- ASSIGNED TASK -
Repeat each line of the material below exactly as it appears, minus any pictures.

Top of DATA FOR ANALYSIS

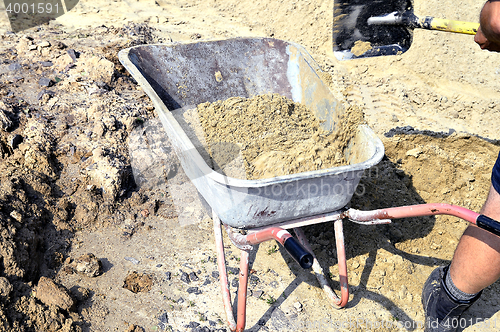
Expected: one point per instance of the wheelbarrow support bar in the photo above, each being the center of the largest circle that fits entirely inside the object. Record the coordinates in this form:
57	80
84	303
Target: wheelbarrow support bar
294	248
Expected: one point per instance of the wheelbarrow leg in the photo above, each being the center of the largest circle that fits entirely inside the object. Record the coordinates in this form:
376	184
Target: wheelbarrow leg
221	262
242	292
318	270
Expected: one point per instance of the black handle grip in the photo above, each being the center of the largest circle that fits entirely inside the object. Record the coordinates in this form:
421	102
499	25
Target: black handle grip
297	251
486	223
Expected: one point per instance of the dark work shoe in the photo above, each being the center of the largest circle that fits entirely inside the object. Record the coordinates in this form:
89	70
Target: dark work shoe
442	312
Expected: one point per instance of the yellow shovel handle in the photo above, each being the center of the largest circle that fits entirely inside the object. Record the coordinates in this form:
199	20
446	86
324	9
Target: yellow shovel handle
468	28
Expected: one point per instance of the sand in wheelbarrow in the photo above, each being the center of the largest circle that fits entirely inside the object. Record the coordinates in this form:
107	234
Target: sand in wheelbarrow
275	135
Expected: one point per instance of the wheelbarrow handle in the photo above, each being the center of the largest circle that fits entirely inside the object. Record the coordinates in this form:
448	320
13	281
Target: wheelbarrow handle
420	210
486	223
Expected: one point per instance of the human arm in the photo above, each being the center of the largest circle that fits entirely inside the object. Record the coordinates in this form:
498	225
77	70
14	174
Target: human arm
488	34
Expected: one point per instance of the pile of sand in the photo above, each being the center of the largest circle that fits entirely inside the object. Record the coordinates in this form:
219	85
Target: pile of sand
275	135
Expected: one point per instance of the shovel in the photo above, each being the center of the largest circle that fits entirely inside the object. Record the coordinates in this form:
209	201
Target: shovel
368	28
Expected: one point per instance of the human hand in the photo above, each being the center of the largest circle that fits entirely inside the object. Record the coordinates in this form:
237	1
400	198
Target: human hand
484	43
488	34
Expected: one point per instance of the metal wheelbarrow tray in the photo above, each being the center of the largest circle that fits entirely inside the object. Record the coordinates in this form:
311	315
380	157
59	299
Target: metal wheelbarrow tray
185	75
181	76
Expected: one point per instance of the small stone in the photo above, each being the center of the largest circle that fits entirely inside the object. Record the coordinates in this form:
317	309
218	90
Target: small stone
298	306
71	52
138	282
44	43
46	82
88	265
193	290
135	328
16	215
254	280
132	260
14	66
163	321
5	287
49	293
185	277
414	152
15	140
5	122
193	276
257	293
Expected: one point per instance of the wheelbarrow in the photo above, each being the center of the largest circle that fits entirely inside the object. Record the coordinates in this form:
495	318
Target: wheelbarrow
179	76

Bottom of DATA FOR ANALYSIS

- RESPONSE BELOW -
Expected: one point per instance of the wheelbarrow support bar in the photo above, each being the center of the largest circle that fits entirely inside the object. Record the coordinates in this form:
57	80
84	303
Target: wheelbarrow support bar
294	248
Expected: one point per instance of the wheelbarrow leg in the photo above, each being the center of the largest circle that fits entirely inside the object. Record the coordinates in this form:
376	184
Target: wheelbarrow leg
221	262
242	292
318	270
Expected: one point per instance of the black handle grip in the photo above, each being the center of the largest circle that fits entirely inside the object. Record the coordinates in this form:
421	102
499	25
Target: black handle grip
297	251
486	223
Expected: one point per instance of the dark work shoe in the photo above, each being the center of the largest circle that fits entirely inside the object. Record the coordinates in this form:
89	70
Target: dark work shoe
442	312
Expected: one point per instance of the yellow shovel handle in the photo above, each being the center of the largest circle that fits entirely inside the object. Record the coordinates in this form:
199	20
446	86
324	9
Target: yellow shovel handle
468	28
Expected: one point per instance of the sand in wheelbarrow in the photo above, each being the center of the largest circle that fits entirely inside the object. Record the coordinates in this form:
107	234
Target: sand in wheelbarrow
275	135
Expected: one point per instance of the wheelbarrow handle in the photo above, each being the center of the largest circle that fits entirely inside the object. Record the coordinates in this form:
448	320
13	281
Target: wheelbarrow handle
420	210
486	223
Expected: one point per instance of the human arm in the photo above, each being the center of the largest circle that fits entirely inside the object. Record the coordinates in this form:
498	225
77	70
14	174
Target: human arm
488	34
Expected: one point per instance of the pile of sand in the photo above, each being the center of the largest circle that fits entirely inside the object. Record the coordinates in this form:
219	85
Target: pile of sand
275	135
Expected: one point per instance of the shovel in the photo above, each being the center of the largest circle that fits entirely inside the object. Record the coordinates in this form:
209	201
Target: shovel
368	28
Expected: one point per instance of the human hand in the photo above, each being the center of the largest circle that fits entirely inside the object. Record the coordinates in this form:
237	1
400	198
Target: human hand
484	43
488	34
Expected: one point per instance of the metal wheelbarrow tray in the photo above, each being the center of the largest circle that fits entirely inside the object. Record the coordinates in this form:
311	315
380	157
59	299
Target: metal wheelbarrow tray
185	75
181	76
Expected: one point per instance of the small stone in the photo above, each being the center of the largest circle that fits entirely inside the object. Record the coordinates in this form:
317	309
218	90
Target: small stone
298	306
71	52
138	282
44	43
46	82
88	265
193	290
135	328
16	215
254	280
132	260
14	66
163	321
5	287
49	293
185	277
414	152
15	140
5	122
193	276
257	293
Expected: one point per instance of the wheelbarrow in the photo above, each being the center of the largest circle that fits entirely inside the object. Record the coordinates in this form:
495	318
Target: wheelbarrow
179	76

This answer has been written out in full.